* **STATED PROBLEM A**:
In the notes on basis expansions and splines, why is the truncated power basis not attractive numerically?

In this chapter, methods for moving beyond linearity are discussed. The core idea in this chapter is to argument/replace the vector of inputs \(X\) with additional variables, which are transformations of \(X\), and then use linear models in this new space of derived input features.

Denote by \(h_m(X):\mathbb{R}^p\to\mathbb{R}\), the \(m\)th transformation of \(X,m=1,2,\cdots,M.\) We then model \[f(X)=\sum_{m=1}^M\beta_mh_m(X),\] a linear basis expansion in \(X\). The beauty of this approach is that once the basis functions \(h_m\) have been determined, the models are linear in these new variables, and the fitting proceeds as before.

Sometimes the problem at hand will call for particular basis functions hm, such as logarithms or power functions.More often, however, we use the basis expansions as a device to achieve more flexible representations for \(f(X)\).

In this section, the concepts of Piecewise Polynomials and Splines are introduced. It is also shown that what the basis of spline can look like.

The fixed-knots splines are also known as regression splines. We need to select the order of the spline, the number of knots and the placement. One simple approach is to parameterize a family of splines by the number of basis functions or degrees of freedom, and have the observations \(x_i\) determine the positions of the knots.

Since the space of spline functions of a particular order and knot sequence is a vector space, there are many equivalent bases for representing them (just as there are for ordinary polynomials.) While the truncated power basis is conceptually simple, it is not too attractive numerically: powers of large numbers can lead to severe rounding problems. The B-spline basis, described in the Appendix to this chapter, allows for efficient computations even when the number of knots \(K\) is large

**\(\bullet\) Motivation** We know that the behavior of polynomials fit to data tends to be erratic near the boundaries, and extrapolation can be dangerous. These problems are exacerbated with splines. The polynomials fit beyond the boundary knots behave even more wildly than the corresponding global polynomials in that region.

A natural cubic spline adds additional constraints, namely that the function is linear beyond the boundary knots. This frees up four degrees of freedom (two constraints each in both boundary regions), which can be spent more profitably by sprinkling more knots in the interior region.

* **RECORD EXCERPTS**:
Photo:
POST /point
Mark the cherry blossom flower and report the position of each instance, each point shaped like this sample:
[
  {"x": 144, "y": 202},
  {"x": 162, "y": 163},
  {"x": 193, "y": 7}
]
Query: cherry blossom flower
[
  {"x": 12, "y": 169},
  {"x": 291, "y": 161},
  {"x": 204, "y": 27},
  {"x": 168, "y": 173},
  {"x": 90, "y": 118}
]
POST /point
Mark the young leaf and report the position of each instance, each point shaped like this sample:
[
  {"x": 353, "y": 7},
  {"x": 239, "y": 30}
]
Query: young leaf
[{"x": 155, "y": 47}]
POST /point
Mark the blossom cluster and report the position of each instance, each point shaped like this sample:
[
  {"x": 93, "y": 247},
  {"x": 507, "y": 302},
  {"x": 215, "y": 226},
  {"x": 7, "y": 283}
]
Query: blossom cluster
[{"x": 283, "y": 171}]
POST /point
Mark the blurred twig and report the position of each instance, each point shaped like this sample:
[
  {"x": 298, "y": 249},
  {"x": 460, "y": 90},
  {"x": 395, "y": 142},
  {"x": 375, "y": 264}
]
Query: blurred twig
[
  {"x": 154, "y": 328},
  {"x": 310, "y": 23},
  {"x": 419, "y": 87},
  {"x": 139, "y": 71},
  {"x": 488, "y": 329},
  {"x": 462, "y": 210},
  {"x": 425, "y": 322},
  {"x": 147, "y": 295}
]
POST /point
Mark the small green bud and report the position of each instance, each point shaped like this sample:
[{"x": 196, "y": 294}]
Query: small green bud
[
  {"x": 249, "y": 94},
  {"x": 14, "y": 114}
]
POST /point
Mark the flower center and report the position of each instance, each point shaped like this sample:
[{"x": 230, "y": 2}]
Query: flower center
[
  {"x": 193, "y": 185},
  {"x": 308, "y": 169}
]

* **STATED PROBLEM B**:
Set out every line of all the rows above as a JSON list of strings, one string per line, with blank lines left out.

* **TASK RESULT A**:
Powers of large numbers can lead to severe rounding problems.

* **TASK RESULT B**:
[
  "Photo:",
  "POST /point",
  "Mark the cherry blossom flower and report the position of each instance, each point shaped like this sample:",
  "[",
  "  {\"x\": 144, \"y\": 202},",
  "  {\"x\": 162, \"y\": 163},",
  "  {\"x\": 193, \"y\": 7}",
  "]",
  "Query: cherry blossom flower",
  "[",
  "  {\"x\": 12, \"y\": 169},",
  "  {\"x\": 291, \"y\": 161},",
  "  {\"x\": 204, \"y\": 27},",
  "  {\"x\": 168, \"y\": 173},",
  "  {\"x\": 90, \"y\": 118}",
  "]",
  "POST /point",
  "Mark the young leaf and report the position of each instance, each point shaped like this sample:",
  "[",
  "  {\"x\": 353, \"y\": 7},",
  "  {\"x\": 239, \"y\": 30}",
  "]",
  "Query: young leaf",
  "[{\"x\": 155, \"y\": 47}]",
  "POST /point",
  "Mark the blossom cluster and report the position of each instance, each point shaped like this sample:",
  "[",
  "  {\"x\": 93, \"y\": 247},",
  "  {\"x\": 507, \"y\": 302},",
  "  {\"x\": 215, \"y\": 226},",
  "  {\"x\": 7, \"y\": 283}",
  "]",
  "Query: blossom cluster",
  "[{\"x\": 283, \"y\": 171}]",
  "POST /point",
  "Mark the blurred twig and report the position of each instance, each point shaped like this sample:",
  "[",
  "  {\"x\": 298, \"y\": 249},",
  "  {\"x\": 460, \"y\": 90},",
  "  {\"x\": 395, \"y\": 142},",
  "  {\"x\": 375, \"y\": 264}",
  "]",
  "Query: blurred twig",
  "[",
  "  {\"x\": 154, \"y\": 328},",
  "  {\"x\": 310, \"y\": 23},",
  "  {\"x\": 419, \"y\": 87},",
  "  {\"x\": 139, \"y\": 71},",
  "  {\"x\": 488, \"y\": 329},",
  "  {\"x\": 462, \"y\": 210},",
  "  {\"x\": 425, \"y\": 322},",
  "  {\"x\": 147, \"y\": 295}",
  "]",
  "POST /point",
  "Mark the small green bud and report the position of each instance, each point shaped like this sample:",
  "[{\"x\": 196, \"y\": 294}]",
  "Query: small green bud",
  "[",
  "  {\"x\": 249, \"y\": 94},",
  "  {\"x\": 14, \"y\": 114}",
  "]",
  "POST /point",
  "Mark the flower center and report the position of each instance, each point shaped like this sample:",
  "[{\"x\": 230, \"y\": 2}]",
  "Query: flower center",
  "[",
  "  {\"x\": 193, \"y\": 185},",
  "  {\"x\": 308, \"y\": 169}",
  "]"
]